### [Task directions]
Look for the word "above" in the entries and copy every line where it shows up.

### [Excerpted records]
☆ ☆ ☆ ☆ ☆

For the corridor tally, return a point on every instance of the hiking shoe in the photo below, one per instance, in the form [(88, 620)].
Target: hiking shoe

☆ ☆ ☆ ☆ ☆

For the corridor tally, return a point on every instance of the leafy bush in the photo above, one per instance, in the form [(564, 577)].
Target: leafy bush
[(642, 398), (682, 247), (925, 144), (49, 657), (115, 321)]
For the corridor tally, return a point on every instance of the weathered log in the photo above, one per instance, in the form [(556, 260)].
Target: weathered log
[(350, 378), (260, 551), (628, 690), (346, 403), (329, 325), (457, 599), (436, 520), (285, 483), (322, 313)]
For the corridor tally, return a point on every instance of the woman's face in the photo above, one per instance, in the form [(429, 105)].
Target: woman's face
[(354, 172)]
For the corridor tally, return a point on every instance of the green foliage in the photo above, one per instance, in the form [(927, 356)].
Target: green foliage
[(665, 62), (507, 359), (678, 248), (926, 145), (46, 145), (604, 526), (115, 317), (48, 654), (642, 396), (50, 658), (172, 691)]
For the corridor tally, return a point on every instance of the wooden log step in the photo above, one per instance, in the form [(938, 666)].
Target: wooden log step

☆ ☆ ☆ ☆ ☆

### [Answer section]
For the corridor tally, return a point on every instance of the leafy bush in the photo above, one per instance, in the form [(564, 577)].
For the corridor tally, return a point on every instance of the weathered log in the photo above, one per instance, in the form [(556, 260)].
For the corridor tally, return a point on every instance of the woman's face in the photo above, one per instance, in the form [(429, 105)].
For the corridor tally, return a point on every instance of the green foliage in the photo above, one per instance, in the form [(927, 356)].
For the corridor tally, return a point on every instance of the wooden log step in the photo above, one per instance, in the form [(938, 666)].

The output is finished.